-- Data for the task follows --
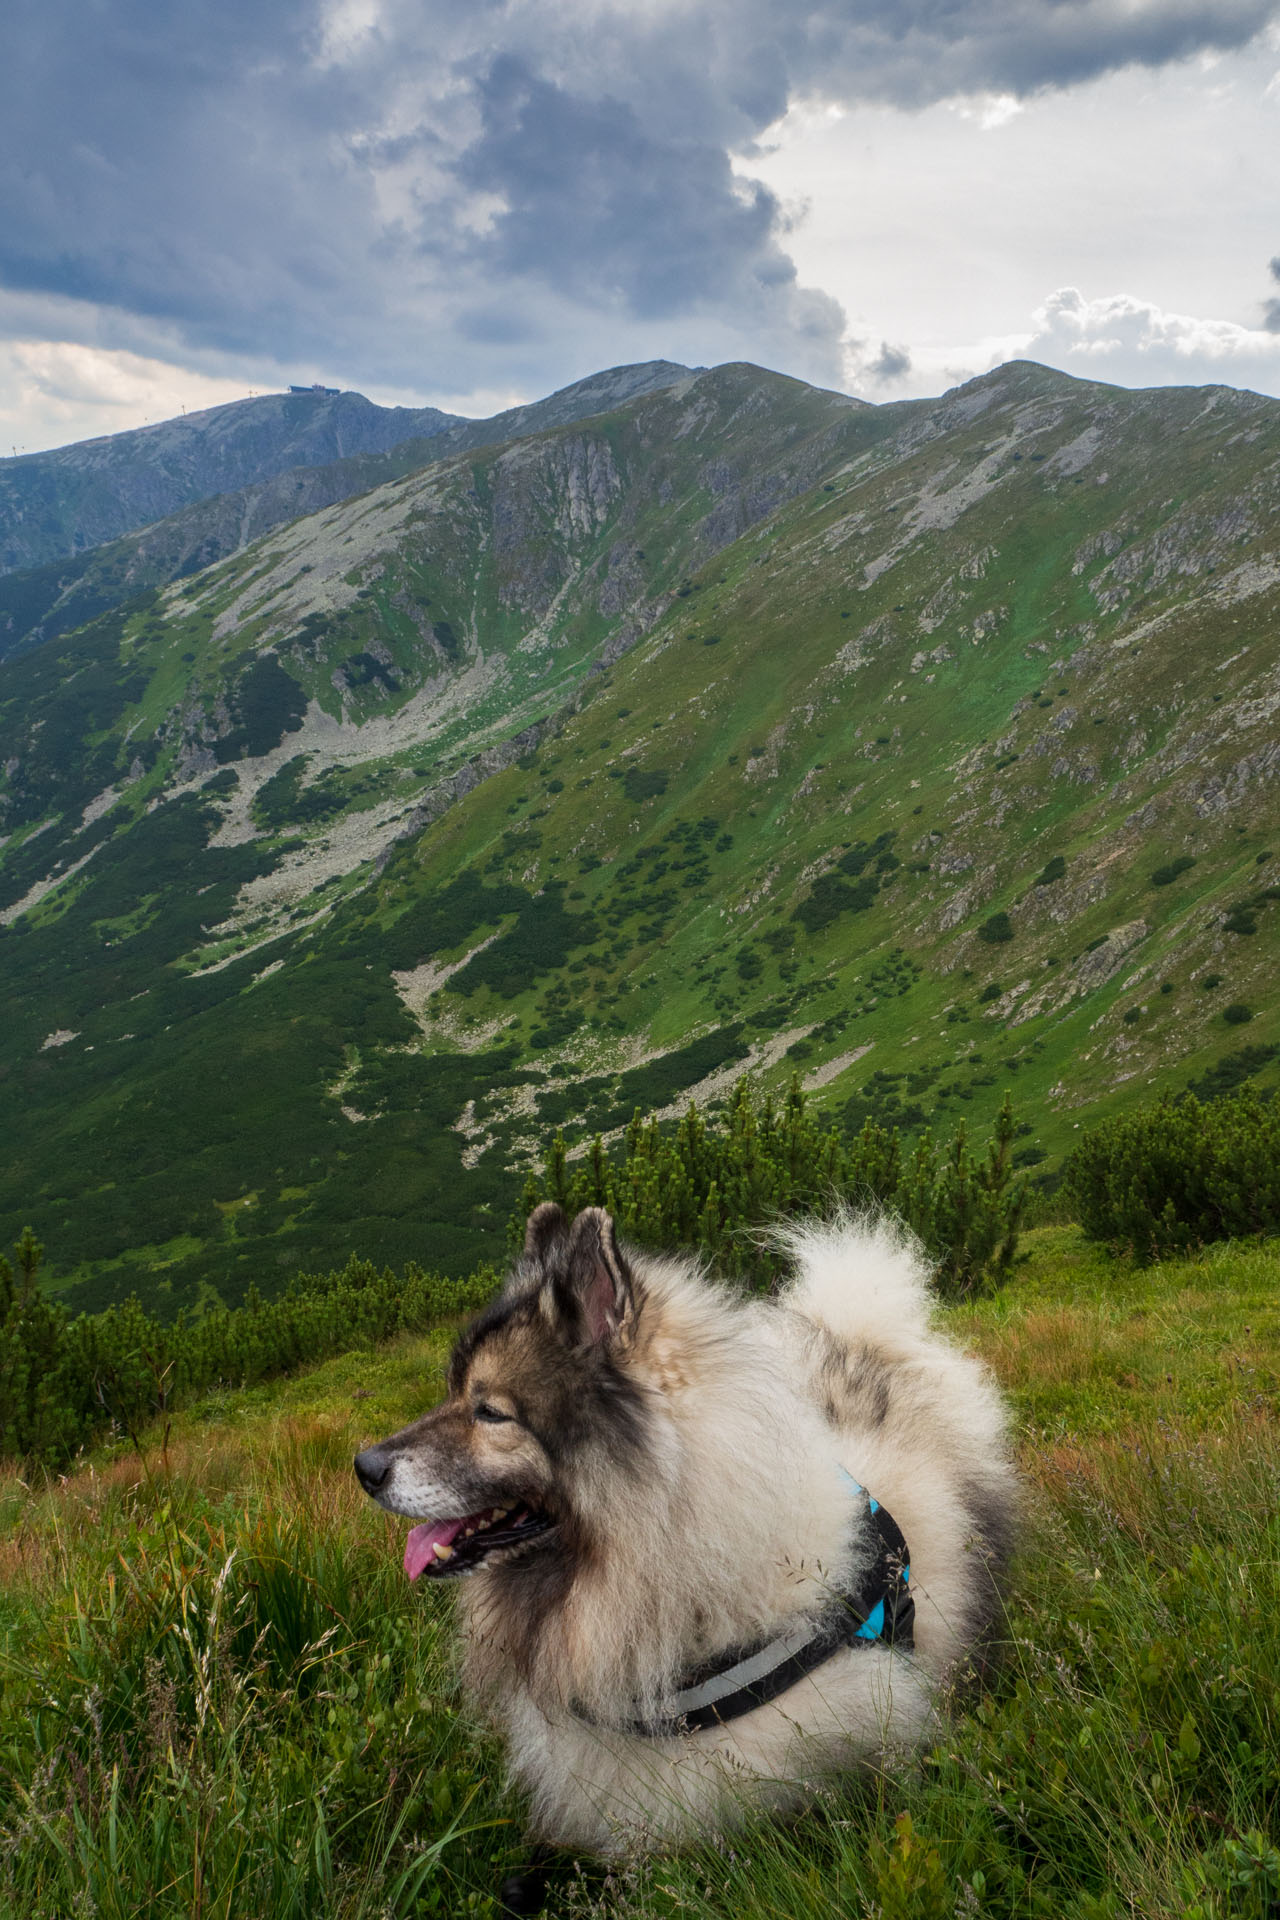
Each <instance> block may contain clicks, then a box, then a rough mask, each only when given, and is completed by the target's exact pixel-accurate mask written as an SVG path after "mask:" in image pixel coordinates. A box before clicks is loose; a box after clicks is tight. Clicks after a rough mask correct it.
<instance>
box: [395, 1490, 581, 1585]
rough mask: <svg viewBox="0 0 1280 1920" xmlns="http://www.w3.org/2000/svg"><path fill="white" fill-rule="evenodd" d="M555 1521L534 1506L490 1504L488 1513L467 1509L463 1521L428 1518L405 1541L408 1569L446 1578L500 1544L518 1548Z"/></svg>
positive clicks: (463, 1571) (549, 1515)
mask: <svg viewBox="0 0 1280 1920" xmlns="http://www.w3.org/2000/svg"><path fill="white" fill-rule="evenodd" d="M553 1526H555V1521H553V1519H551V1515H549V1513H539V1511H537V1509H535V1507H522V1505H516V1507H489V1509H487V1511H486V1513H464V1515H462V1519H461V1521H428V1523H426V1524H424V1526H415V1528H413V1532H411V1534H409V1538H407V1542H405V1572H407V1574H409V1578H411V1580H416V1578H418V1576H420V1574H436V1578H443V1576H447V1574H453V1572H470V1571H472V1569H474V1567H478V1565H480V1561H484V1559H487V1557H489V1553H495V1551H497V1549H499V1548H518V1546H524V1544H526V1540H537V1536H539V1534H547V1532H551V1528H553Z"/></svg>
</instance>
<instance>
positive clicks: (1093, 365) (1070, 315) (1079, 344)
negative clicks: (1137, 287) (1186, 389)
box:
-- Data for the task concluded --
§ **What this task involves**
From the records above, return each line that has the string "instance".

§ **Task result**
Each <instance> block may contain clicks, then a box, then a rough mask, each only when given, and is completed by the target's exact pixel-accurate mask written as an SVG path after "mask:" in image pixel coordinates. A box before clicks is loose; a box after clicks is tight. Clicks after a rough mask correct it.
<instance>
</instance>
<instance>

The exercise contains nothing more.